◆ Reading text

BEGIN

Stories of Loggers bring back funny memories
By C. Holmes aka Corrine Pape

The Loggers; Time/Life 1976       These are stories of loggers in the upper Skagit Valley. Some of the antics of the old loggers was horseplay of men confined to camp and bored by routine, but even so, some of it was pretty wild.
      One logger came to Boyd [Savage] and Minkler Mill on Mill Creek in the 1880's and stayed until payday, then crossed the river to the saloon in Birdsview (a big yellow building on the waterfront) and he then forgot all about work. A couple of days later he came back just as the men were coming in from the day's work. Well, he threatened to beat up everyone in camp, pasted a big logger in the eye and got thrown out of the bunkhouse.
      He came roaring back wild-eyed and was again thrown out the door. All this commotion attracted the attention of the oxen team driver who was just unhooking his team. The ox driver hollered to his old, "git him" and the old ox used his horns to tear the seat of the mad logger's pants every time he caught up with him.
      The workers thought it funny as the logger ran ki-yi-ing down to his boat, never to return, even for his bed roll.
      Up at English's camp, big Ed used to snore and keep the rest of the bunkhouse awake. They said he didn't just snore, but he practically raised the roof and everything vibrated. Well, when some logger had enough he would wham one of his caulk shoes against old Ed's bed and wake him enough, so the rest could get to sleep.
      Ed finally got mad and shouted, "the next guy that throws his damn shoes at my bed, I am going t cut them shoes all up with my knife!" So the next night after Ed went to bed and started snoring the boys sneaked over to Ed's bed and got Ed's shoes and threw them against Ed's bed. Ed reached down and got the shoe and cut it all up. The next morning he found those cut up shoes were his. He got mad and quit.
      Ralph Pape was going to high school in Seattle during World War I, and when he heard of all the big money being made in the logging camps, he quit school and hired on at Dempsey's Camp. His first night in camp he unpacked his grip and got in his pajamas much to the amusement of the loggers there.

END

◆ The data

BEGIN

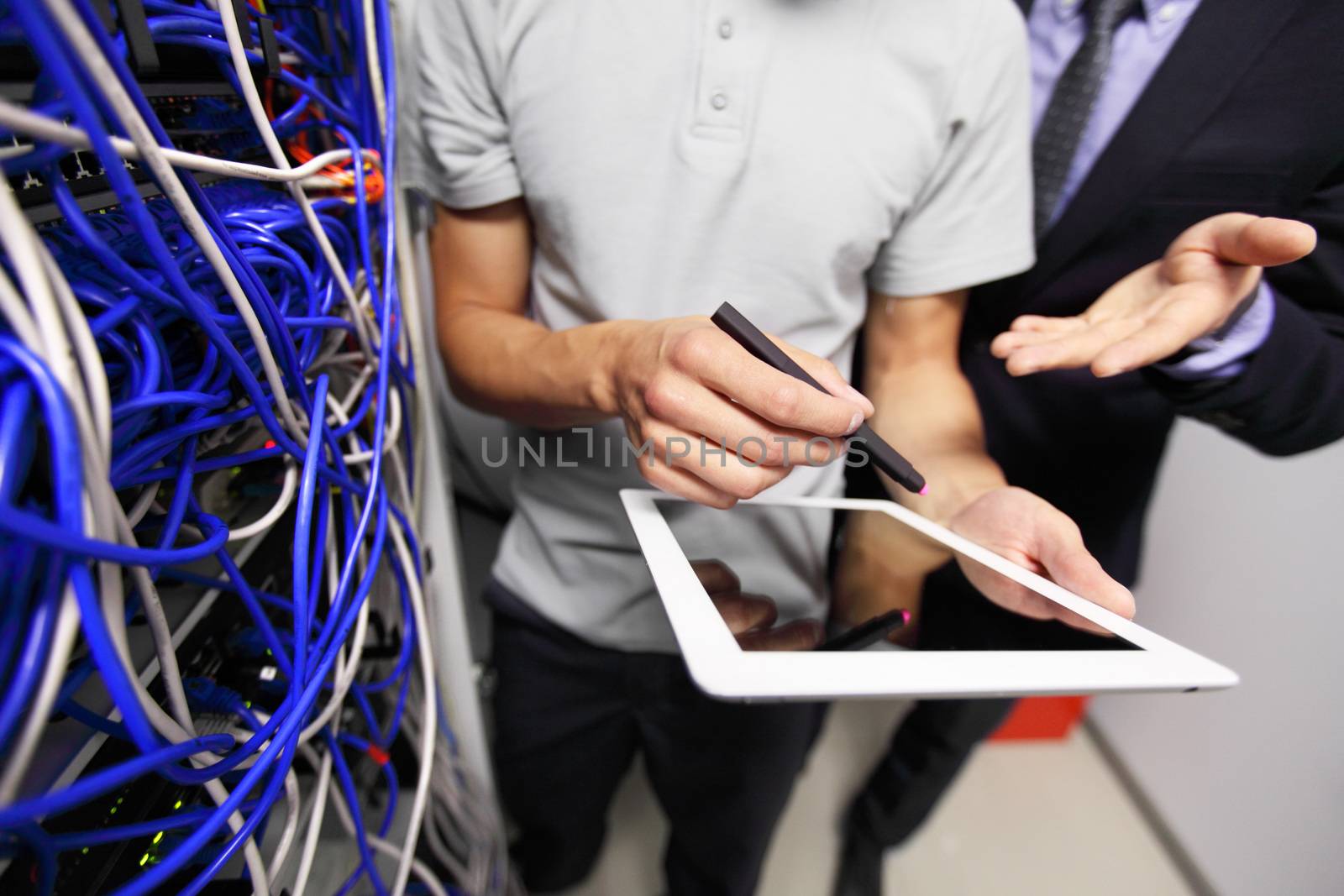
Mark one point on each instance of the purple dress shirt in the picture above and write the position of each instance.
(1055, 31)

END

◆ Tasks to perform
1 – In the Skagit Valley logging stories, what building was the saloon in Birdsview?
2 – Say whether each statement agrees with the Skagit Valley logging stories: (a) The shoes Ed cut up turned out to be his own. (b) The logger chased by the ox later came back for his bed roll. (c) Ralph Pape finished high school in Seattle before going to work in the camps.
3 – List every camp or mill named in the Skagit Valley logging stories.
The data isn't needed for this work.

◆ Answers for this exercise
1 – A big yellow building on the waterfront.

2 –
(a) Yes: "The next morning he found those cut up shoes were his."
(b) No: "never to return, even for his bed roll."
(c) No: "he quit school and hired on at Dempsey's Camp."

3 – Boyd [Savage] and Minkler Mill, English's camp, Dempsey's Camp